##### GIVEN INFORMATION #####

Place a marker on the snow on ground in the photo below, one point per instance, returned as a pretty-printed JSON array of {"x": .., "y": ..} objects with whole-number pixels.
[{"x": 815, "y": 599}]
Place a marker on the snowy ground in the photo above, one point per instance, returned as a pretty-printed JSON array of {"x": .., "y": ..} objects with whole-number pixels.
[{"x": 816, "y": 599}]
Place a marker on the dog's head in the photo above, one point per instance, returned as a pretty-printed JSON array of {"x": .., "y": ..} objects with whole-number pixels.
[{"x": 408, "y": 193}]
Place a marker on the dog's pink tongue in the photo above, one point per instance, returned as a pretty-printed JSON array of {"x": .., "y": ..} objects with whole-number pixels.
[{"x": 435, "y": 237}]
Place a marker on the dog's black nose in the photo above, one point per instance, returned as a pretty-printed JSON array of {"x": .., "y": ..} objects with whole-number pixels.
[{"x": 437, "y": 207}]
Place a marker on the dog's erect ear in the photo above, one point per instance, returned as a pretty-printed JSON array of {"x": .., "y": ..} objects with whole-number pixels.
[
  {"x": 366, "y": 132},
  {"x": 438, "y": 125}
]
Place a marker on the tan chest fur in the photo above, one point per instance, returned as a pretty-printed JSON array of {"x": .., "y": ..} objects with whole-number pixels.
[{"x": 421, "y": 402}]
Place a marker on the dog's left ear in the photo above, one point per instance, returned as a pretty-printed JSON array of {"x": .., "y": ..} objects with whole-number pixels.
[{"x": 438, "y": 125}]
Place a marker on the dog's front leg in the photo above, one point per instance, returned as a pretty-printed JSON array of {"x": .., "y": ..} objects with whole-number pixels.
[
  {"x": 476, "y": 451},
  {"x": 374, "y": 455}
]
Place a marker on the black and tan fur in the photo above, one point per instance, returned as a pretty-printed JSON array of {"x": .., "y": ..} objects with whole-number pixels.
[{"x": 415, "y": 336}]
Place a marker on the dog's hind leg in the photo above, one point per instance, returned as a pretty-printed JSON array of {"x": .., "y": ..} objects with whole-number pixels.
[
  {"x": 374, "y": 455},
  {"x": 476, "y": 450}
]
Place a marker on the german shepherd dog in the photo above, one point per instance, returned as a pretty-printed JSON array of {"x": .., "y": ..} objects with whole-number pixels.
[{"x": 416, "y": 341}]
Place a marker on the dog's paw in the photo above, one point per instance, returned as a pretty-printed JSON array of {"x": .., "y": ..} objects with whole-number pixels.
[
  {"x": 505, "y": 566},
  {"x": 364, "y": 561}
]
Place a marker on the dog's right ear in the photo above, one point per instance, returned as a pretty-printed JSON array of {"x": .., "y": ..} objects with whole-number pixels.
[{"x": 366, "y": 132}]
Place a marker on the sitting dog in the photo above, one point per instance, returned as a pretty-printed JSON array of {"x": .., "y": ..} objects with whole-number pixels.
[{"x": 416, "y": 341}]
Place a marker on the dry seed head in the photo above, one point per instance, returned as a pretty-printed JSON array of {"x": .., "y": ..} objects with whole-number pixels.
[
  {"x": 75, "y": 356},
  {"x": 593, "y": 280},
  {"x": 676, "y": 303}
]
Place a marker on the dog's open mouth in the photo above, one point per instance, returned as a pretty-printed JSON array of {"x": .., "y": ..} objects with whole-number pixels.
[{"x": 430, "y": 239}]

#####
##### GIVEN INFORMATION #####

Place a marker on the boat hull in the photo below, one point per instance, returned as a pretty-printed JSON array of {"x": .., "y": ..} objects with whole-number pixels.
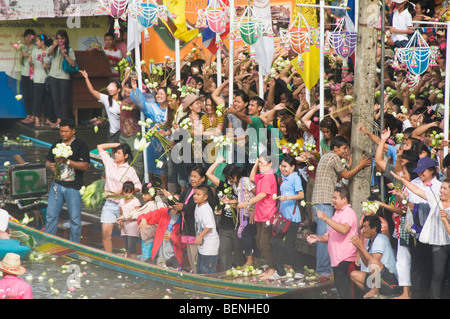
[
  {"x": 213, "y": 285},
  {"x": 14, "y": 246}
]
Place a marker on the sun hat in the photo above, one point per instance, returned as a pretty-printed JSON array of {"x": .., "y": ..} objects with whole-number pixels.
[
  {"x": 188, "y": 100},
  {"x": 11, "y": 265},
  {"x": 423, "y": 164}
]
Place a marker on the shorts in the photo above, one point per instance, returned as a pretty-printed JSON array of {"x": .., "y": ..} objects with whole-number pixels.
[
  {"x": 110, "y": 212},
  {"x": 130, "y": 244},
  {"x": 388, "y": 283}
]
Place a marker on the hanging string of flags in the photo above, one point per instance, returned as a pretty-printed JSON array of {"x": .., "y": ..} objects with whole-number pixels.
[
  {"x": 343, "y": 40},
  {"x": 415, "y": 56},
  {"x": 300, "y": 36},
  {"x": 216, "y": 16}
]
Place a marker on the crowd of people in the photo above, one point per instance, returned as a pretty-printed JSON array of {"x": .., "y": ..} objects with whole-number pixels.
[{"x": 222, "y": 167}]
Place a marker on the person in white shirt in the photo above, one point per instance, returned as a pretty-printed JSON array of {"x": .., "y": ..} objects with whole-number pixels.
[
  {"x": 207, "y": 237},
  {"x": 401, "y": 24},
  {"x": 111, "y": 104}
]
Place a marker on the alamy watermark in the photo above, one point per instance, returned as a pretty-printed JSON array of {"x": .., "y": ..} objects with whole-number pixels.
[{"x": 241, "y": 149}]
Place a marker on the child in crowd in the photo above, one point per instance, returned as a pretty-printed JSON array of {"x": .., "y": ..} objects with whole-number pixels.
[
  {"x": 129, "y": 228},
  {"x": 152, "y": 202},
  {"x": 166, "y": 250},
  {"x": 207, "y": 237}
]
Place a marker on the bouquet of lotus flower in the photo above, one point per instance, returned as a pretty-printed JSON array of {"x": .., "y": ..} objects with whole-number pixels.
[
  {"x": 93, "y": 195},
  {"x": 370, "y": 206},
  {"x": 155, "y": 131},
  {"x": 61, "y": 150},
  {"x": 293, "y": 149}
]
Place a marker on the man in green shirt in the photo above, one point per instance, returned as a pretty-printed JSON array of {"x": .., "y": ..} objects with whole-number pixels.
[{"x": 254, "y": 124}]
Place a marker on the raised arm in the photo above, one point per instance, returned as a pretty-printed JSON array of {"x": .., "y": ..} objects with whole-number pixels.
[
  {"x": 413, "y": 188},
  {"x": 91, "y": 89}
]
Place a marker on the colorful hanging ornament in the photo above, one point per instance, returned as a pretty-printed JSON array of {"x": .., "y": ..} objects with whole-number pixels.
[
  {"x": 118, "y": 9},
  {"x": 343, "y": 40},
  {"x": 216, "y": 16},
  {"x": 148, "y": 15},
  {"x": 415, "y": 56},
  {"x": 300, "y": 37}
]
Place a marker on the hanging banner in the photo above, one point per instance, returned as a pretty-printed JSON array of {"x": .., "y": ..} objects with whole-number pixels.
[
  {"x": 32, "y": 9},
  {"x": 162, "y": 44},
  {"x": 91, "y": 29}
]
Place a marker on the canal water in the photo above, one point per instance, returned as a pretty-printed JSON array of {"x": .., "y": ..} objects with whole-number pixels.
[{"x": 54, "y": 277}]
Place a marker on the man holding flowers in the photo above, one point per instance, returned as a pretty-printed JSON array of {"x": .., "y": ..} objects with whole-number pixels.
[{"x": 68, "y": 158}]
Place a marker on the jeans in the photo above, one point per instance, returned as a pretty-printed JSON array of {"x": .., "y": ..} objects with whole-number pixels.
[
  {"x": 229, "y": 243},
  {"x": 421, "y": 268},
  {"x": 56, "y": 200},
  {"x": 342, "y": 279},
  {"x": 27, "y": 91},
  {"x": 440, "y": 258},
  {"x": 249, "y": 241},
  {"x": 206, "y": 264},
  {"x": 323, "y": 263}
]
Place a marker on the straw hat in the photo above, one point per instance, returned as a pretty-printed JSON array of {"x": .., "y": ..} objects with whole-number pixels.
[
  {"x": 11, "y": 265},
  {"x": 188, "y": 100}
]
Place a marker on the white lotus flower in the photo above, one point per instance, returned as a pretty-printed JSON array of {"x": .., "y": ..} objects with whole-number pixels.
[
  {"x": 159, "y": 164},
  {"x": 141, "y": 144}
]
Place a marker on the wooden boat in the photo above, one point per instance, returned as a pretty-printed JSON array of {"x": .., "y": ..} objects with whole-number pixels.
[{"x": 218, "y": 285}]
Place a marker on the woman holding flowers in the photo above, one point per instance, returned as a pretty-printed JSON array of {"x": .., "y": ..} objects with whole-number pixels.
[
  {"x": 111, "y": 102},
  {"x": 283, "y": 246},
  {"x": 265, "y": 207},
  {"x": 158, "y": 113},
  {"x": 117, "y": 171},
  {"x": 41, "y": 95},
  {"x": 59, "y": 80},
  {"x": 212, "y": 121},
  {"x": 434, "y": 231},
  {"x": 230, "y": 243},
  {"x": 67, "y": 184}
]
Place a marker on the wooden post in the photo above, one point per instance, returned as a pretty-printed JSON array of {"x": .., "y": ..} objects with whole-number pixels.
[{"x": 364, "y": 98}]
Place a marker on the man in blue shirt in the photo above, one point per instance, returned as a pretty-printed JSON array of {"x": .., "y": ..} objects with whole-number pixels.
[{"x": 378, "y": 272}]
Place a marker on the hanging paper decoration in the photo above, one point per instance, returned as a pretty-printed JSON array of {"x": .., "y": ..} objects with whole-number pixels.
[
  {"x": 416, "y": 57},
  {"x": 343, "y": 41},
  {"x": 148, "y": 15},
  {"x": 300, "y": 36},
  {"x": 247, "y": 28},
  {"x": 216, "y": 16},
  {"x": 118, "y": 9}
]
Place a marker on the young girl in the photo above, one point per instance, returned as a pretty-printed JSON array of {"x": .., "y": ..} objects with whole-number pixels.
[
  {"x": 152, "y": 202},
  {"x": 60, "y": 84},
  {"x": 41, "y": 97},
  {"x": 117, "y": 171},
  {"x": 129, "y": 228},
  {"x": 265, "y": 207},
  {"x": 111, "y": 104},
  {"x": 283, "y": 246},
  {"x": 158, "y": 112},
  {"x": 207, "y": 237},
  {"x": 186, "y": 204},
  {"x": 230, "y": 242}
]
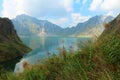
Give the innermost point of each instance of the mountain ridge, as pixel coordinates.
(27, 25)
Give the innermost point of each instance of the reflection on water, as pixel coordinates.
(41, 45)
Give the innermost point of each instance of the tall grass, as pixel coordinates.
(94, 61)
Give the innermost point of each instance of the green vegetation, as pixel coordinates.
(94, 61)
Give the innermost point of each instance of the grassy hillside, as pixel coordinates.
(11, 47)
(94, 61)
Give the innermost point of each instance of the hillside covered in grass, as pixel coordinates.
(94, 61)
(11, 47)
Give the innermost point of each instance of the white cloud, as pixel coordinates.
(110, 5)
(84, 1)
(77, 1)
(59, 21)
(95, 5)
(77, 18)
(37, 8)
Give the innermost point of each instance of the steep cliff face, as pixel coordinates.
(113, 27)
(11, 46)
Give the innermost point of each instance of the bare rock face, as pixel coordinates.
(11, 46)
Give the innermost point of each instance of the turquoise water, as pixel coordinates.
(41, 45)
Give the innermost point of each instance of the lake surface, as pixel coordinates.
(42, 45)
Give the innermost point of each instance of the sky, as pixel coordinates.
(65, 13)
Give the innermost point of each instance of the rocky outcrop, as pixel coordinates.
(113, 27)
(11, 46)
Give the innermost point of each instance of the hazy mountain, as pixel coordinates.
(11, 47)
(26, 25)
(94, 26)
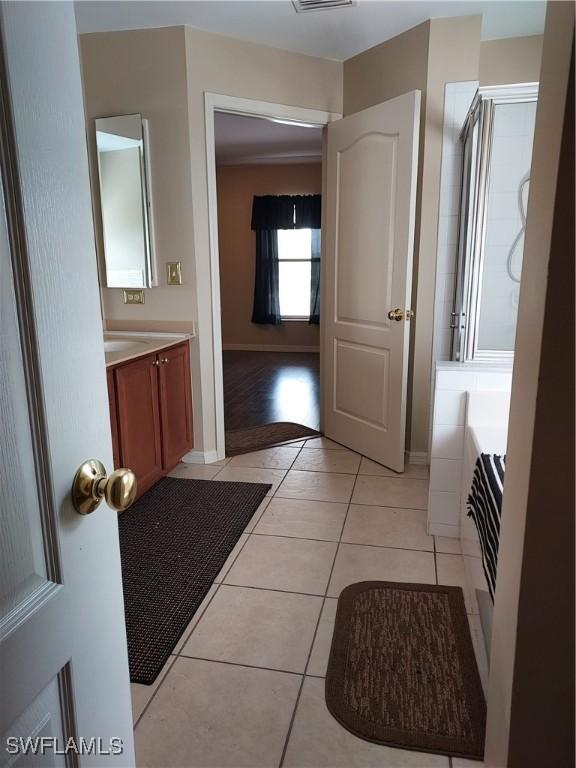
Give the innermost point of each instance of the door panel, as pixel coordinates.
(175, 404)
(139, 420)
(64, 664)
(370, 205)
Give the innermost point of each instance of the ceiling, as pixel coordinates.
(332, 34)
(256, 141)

#####
##### GIVEN INFORMATION #####

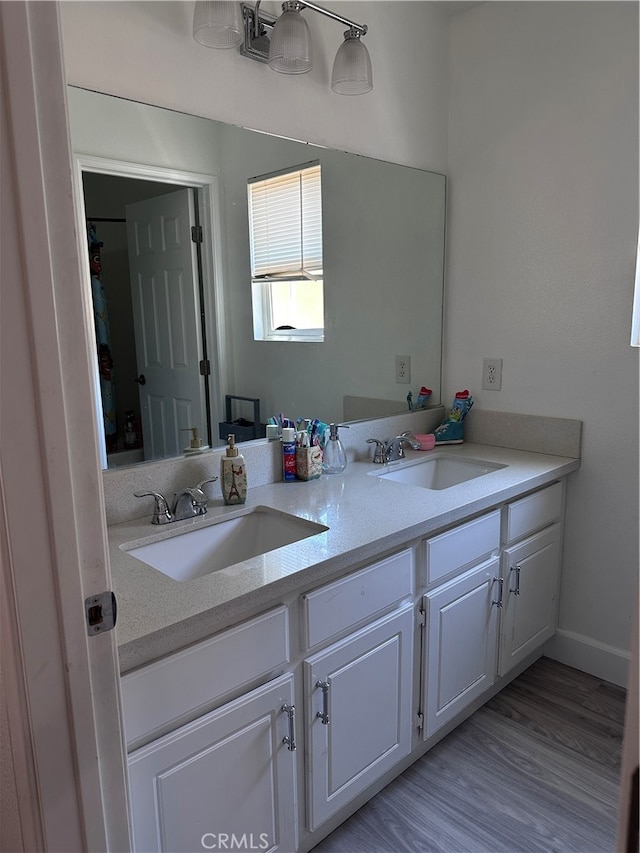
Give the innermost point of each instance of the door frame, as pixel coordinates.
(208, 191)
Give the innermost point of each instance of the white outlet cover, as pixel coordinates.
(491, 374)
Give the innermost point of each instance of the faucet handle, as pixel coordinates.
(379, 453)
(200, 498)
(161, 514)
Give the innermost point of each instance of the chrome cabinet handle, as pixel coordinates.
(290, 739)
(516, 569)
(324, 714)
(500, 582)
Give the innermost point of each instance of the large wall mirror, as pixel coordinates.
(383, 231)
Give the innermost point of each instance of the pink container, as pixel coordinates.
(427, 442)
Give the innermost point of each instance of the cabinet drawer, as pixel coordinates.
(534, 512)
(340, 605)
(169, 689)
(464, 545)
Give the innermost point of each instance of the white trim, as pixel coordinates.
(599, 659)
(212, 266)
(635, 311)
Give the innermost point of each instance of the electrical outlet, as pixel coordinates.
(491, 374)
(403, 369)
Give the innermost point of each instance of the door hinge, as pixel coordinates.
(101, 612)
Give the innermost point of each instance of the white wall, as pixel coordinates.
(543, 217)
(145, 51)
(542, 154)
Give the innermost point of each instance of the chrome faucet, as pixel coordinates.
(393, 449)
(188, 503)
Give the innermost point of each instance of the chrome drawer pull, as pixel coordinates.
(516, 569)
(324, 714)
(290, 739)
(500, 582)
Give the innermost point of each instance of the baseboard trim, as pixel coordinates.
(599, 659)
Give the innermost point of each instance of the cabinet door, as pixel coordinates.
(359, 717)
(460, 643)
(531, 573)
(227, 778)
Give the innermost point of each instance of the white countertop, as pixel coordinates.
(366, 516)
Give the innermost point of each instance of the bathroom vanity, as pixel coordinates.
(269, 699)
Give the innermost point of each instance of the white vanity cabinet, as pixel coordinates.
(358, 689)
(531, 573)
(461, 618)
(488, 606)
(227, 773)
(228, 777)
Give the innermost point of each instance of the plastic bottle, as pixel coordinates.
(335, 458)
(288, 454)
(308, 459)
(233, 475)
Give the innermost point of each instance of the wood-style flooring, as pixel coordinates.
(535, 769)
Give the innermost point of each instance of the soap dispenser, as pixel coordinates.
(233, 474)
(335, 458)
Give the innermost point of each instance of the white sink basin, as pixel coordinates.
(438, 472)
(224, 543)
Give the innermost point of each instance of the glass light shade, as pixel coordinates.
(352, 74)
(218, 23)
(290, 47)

#####

• _SET TASK_:
Find every row above that contains the string "crowd" and copy each of those rows in full. Case matters.

• _OUTPUT_:
Place a marker on the crowd of people in the photo above, one point per instance, returned as a pretty-printed JSON array of {"x": .., "y": ..} objects with whole-number pixels.
Place a marker on the child in crowd in the photo above, one point per instance, returned as a pretty-printed JSON array of {"x": .., "y": ..} objects with whole-number pixels.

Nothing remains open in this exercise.